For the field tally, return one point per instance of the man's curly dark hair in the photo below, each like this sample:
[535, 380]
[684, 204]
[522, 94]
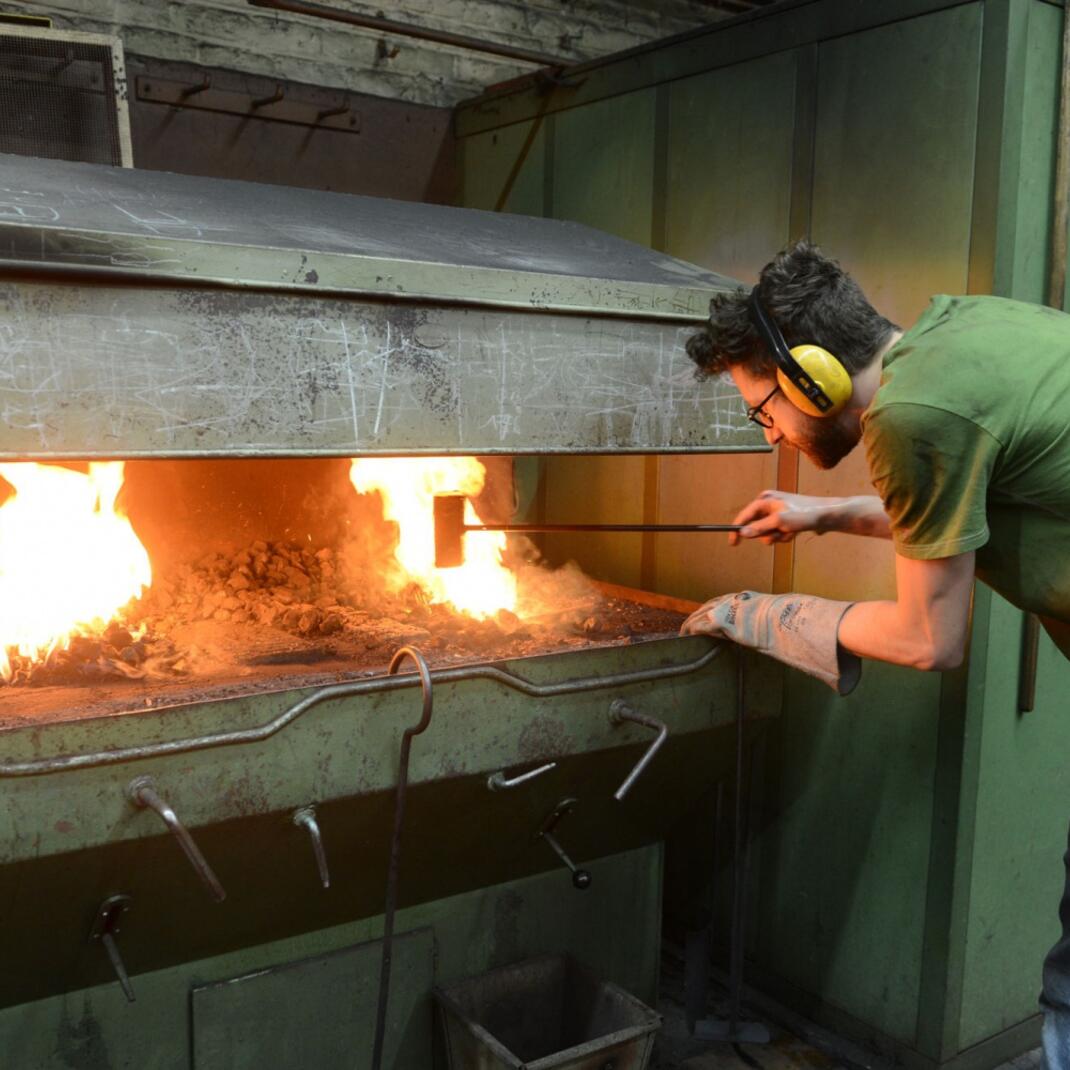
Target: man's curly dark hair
[810, 297]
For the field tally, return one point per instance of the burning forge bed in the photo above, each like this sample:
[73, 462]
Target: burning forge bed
[226, 411]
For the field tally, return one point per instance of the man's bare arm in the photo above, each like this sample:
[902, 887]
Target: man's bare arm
[775, 516]
[926, 626]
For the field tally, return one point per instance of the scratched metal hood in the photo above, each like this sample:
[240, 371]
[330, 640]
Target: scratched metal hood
[147, 314]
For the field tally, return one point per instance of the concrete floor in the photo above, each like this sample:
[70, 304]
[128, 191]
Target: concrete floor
[805, 1046]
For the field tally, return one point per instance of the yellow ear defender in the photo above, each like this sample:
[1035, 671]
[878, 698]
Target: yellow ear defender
[809, 377]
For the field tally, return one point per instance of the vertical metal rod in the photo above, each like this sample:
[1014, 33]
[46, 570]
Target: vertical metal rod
[735, 951]
[392, 874]
[1056, 293]
[1027, 663]
[117, 964]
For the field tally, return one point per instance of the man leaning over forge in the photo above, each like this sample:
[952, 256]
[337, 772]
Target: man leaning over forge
[965, 421]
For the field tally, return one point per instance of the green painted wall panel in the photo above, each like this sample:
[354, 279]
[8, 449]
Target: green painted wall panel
[897, 130]
[711, 490]
[488, 161]
[1020, 828]
[729, 165]
[845, 853]
[1017, 872]
[596, 490]
[604, 165]
[1036, 125]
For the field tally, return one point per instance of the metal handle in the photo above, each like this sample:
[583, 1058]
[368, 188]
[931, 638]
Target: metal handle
[141, 792]
[498, 781]
[305, 818]
[581, 879]
[105, 927]
[621, 712]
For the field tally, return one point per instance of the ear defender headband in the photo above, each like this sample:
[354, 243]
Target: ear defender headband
[810, 377]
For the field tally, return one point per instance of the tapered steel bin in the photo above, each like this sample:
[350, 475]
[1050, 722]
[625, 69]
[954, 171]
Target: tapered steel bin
[548, 1013]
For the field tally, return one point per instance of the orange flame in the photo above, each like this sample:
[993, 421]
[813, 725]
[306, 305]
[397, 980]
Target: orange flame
[482, 585]
[67, 560]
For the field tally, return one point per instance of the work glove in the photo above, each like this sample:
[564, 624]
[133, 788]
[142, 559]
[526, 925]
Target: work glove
[799, 630]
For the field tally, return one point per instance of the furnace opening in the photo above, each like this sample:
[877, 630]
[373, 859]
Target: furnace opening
[157, 581]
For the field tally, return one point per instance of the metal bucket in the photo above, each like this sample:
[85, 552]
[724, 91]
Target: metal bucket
[549, 1013]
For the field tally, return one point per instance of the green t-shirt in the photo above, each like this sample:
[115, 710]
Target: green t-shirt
[968, 444]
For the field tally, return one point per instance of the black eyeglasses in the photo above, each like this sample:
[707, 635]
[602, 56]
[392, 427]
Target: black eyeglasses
[757, 414]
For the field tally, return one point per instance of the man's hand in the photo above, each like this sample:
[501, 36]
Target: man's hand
[775, 516]
[799, 630]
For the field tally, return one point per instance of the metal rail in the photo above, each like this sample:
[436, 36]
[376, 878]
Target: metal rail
[64, 763]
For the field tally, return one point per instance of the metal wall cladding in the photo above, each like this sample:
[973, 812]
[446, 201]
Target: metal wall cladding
[98, 370]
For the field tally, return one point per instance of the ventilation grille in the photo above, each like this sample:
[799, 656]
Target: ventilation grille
[63, 96]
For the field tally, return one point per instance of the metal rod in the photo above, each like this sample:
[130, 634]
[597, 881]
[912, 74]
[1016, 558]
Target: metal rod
[1056, 292]
[142, 793]
[395, 864]
[1027, 663]
[530, 529]
[305, 818]
[64, 763]
[621, 712]
[735, 951]
[498, 781]
[410, 30]
[1060, 207]
[117, 965]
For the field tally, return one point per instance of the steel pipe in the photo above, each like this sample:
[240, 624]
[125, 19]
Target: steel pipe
[64, 763]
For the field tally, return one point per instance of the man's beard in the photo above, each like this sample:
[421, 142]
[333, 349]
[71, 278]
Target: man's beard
[826, 442]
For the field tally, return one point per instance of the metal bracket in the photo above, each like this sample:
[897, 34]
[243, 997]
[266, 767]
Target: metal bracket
[141, 792]
[305, 818]
[620, 712]
[498, 781]
[105, 928]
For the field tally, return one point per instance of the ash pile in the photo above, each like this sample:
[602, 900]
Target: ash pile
[283, 604]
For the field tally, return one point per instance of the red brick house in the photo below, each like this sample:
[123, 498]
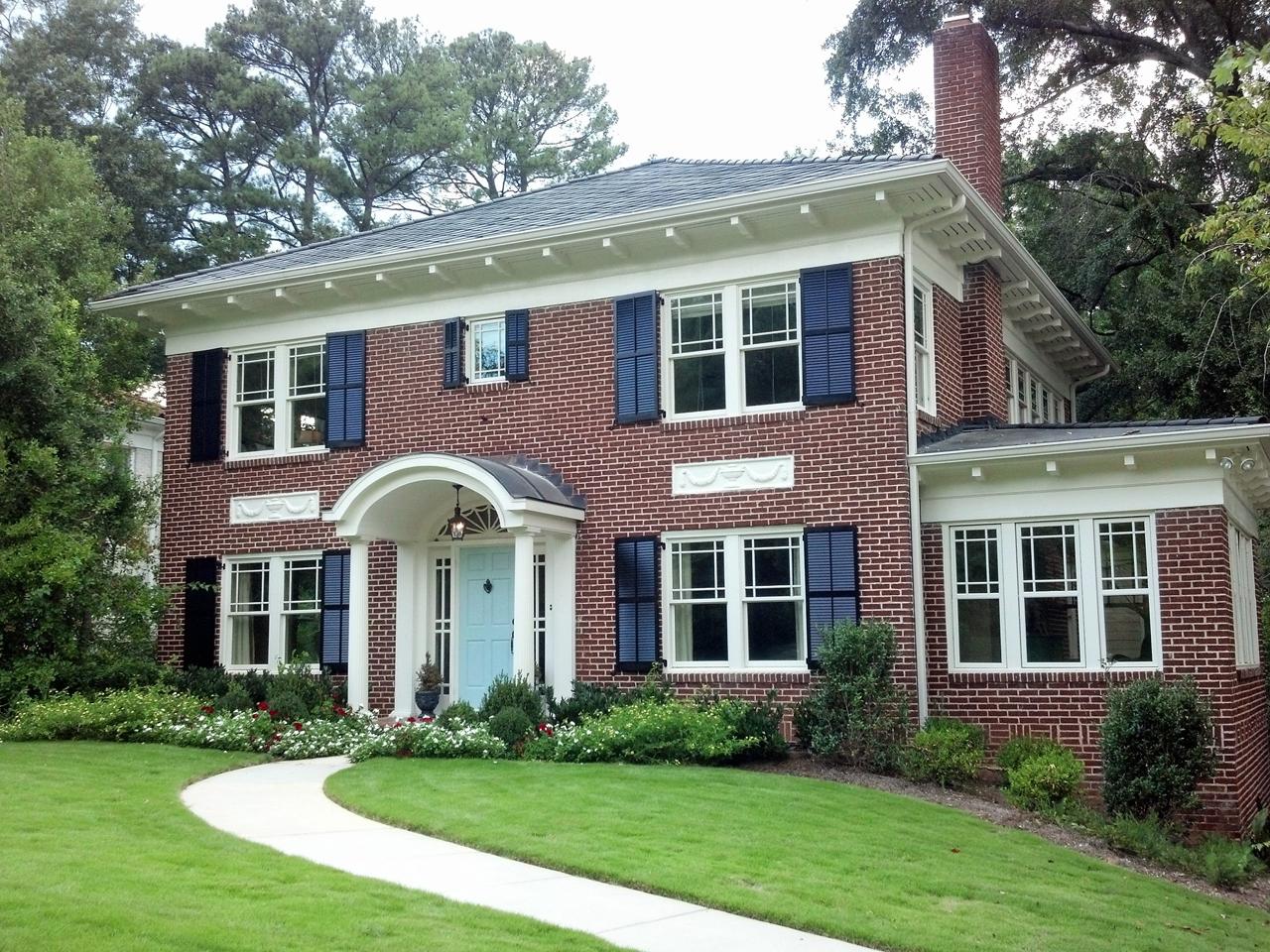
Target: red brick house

—————

Challenge: Recast all of the rows above as a JSON list of strings, with one string per line, omitting blank lines and leaving the pictures out.

Response:
[
  "For the field tally, return one point per instance of the man's curly dark hair in the photo below, each like this sample:",
  "[535, 380]",
  "[684, 204]",
  "[522, 94]",
  "Target: man's curly dark hair",
  "[810, 297]",
  "For the field tally, return one point per instance of the burning forge bed in the photo above, each like this sample:",
  "[73, 462]",
  "Target: burning forge bed",
  "[226, 411]",
  "For the field tally, return one point per instance of the man's bare arm in the photo above, each like this sample:",
  "[902, 887]",
  "Target: man's bare arm",
  "[775, 516]",
  "[926, 626]",
  "For the field tally, return one point per instance of the scratched metal hood in the photo above, each like this sample:",
  "[240, 371]",
  "[330, 640]",
  "Target: scratched metal hood",
  "[147, 314]",
  "For the field tally, return one point per instance of the concrete floor in the photo above, each like this sample:",
  "[70, 304]",
  "[128, 191]",
  "Target: concrete floor",
  "[805, 1046]",
  "For the field tally, return one point per instance of the yellow ear defender in the photo above, each like this sample:",
  "[1035, 671]",
  "[878, 698]",
  "Target: yellow ear defender",
  "[809, 377]",
  "For the field tally, return one point per instance of the vertical metal rod in the photo above, each like this sample:",
  "[1014, 33]",
  "[46, 570]",
  "Target: vertical metal rod",
  "[735, 951]",
  "[392, 874]",
  "[1056, 293]",
  "[1027, 663]",
  "[117, 964]",
  "For the field tally, return one point per instance of the man leaning over forge in the photo above, each like this sample:",
  "[952, 256]",
  "[337, 772]",
  "Target: man leaning over forge",
  "[965, 421]",
  "For the field tally, return one point per instance of the green painted wall panel in the photo above, each like this sample:",
  "[354, 279]",
  "[8, 449]",
  "Target: green painted wall panel",
  "[897, 130]",
  "[711, 490]",
  "[488, 161]",
  "[1020, 828]",
  "[729, 165]",
  "[845, 853]",
  "[1017, 872]",
  "[596, 490]",
  "[604, 165]",
  "[1036, 125]",
  "For the field tally, return one point per instance of the metal handle in the photo above, each like this sample:",
  "[583, 1058]",
  "[368, 188]",
  "[931, 638]",
  "Target: metal handle",
  "[141, 792]",
  "[498, 781]",
  "[305, 818]",
  "[581, 879]",
  "[105, 927]",
  "[621, 712]",
  "For the field tally, return one point per instance of the ear defender headband in the photo above, each like this sample:",
  "[354, 243]",
  "Target: ear defender headband",
  "[810, 377]",
  "For the field tally, return one point per instance of the tapered steel bin in the photo above, each like this sample:",
  "[350, 475]",
  "[1050, 722]",
  "[625, 69]",
  "[954, 171]",
  "Target: tapered steel bin",
  "[548, 1013]",
  "For the field tally, return one point per instance of the orange flame in the photo above, each like this sample:",
  "[993, 421]",
  "[813, 725]",
  "[306, 305]",
  "[397, 980]",
  "Target: orange flame",
  "[482, 585]",
  "[67, 560]",
  "For the field tally, return one point per instance of the work glove in the photo above, each like this sample:",
  "[564, 624]",
  "[133, 788]",
  "[142, 559]",
  "[526, 925]",
  "Target: work glove",
  "[799, 630]",
  "For the field tally, return one point per instance of the furnace opening in the photo above, each like this sample:",
  "[877, 630]",
  "[373, 859]",
  "Target: furnace opening",
  "[157, 581]",
  "For the field tally, return one point per instance of the metal bucket in the photo above, each like this sample:",
  "[85, 552]",
  "[724, 91]",
  "Target: metal bucket",
  "[549, 1013]",
  "For the field tally, return one point per instance of the green t-shirt in the photo above, each like this sample:",
  "[115, 710]",
  "Target: green t-shirt",
  "[968, 444]",
  "For the field tally, return one point per instance of the black eyeglasses in the photo above, each like this sample:",
  "[707, 635]",
  "[602, 56]",
  "[392, 427]",
  "Target: black eyeglasses",
  "[757, 414]",
  "For the field tally, return one point per instance of the man's hand in the photo above, each like this sample:",
  "[501, 36]",
  "Target: man's hand",
  "[775, 516]",
  "[799, 630]",
  "For the field tally, return one point per instance of the metal rail in the photo above, each like this sample:",
  "[436, 36]",
  "[376, 878]",
  "Target: metal rail",
  "[64, 763]",
  "For the field tally, return one point per instance of the metal wall cladding in the photo above, each like this sample:",
  "[973, 812]",
  "[446, 201]",
  "Target: metal wall cladding",
  "[98, 370]",
  "For the field tally, return one point per instance of the ventilation grille in the photo above, each like this sample:",
  "[799, 656]",
  "Target: ventilation grille",
  "[63, 96]",
  "For the field tally, return one point per instance of the metal rod in the photo above, each like this sample:",
  "[130, 634]",
  "[597, 881]",
  "[912, 74]",
  "[1016, 558]",
  "Target: metal rod",
  "[1056, 292]",
  "[142, 793]",
  "[395, 864]",
  "[1027, 663]",
  "[530, 529]",
  "[305, 818]",
  "[64, 763]",
  "[621, 712]",
  "[735, 951]",
  "[498, 781]",
  "[410, 30]",
  "[1060, 207]",
  "[117, 965]",
  "For the field tally, return one point per instance of the steel pipe in the photo above, each like this sample:",
  "[240, 624]",
  "[125, 19]",
  "Target: steel pipe",
  "[64, 763]",
  "For the field tally, return one point per instance of the man's beard in the photo above, each like this sample:",
  "[421, 142]",
  "[333, 349]",
  "[71, 278]",
  "Target: man's beard",
  "[826, 442]",
  "For the field tally, return one point per instance of the metal bracket in the photo above, each like this sample:",
  "[897, 34]",
  "[243, 997]",
  "[266, 767]",
  "Target: metal bracket",
  "[141, 792]",
  "[305, 818]",
  "[620, 712]",
  "[498, 781]",
  "[105, 928]",
  "For the field tally, return one point per instance of the ash pile in the photo above, each like this sample:",
  "[602, 900]",
  "Target: ash pile",
  "[283, 604]",
  "For the field tally, return one point per instance of the red brick house in the photo below, each like this sample:",
  "[123, 498]",
  "Target: red brick house"
]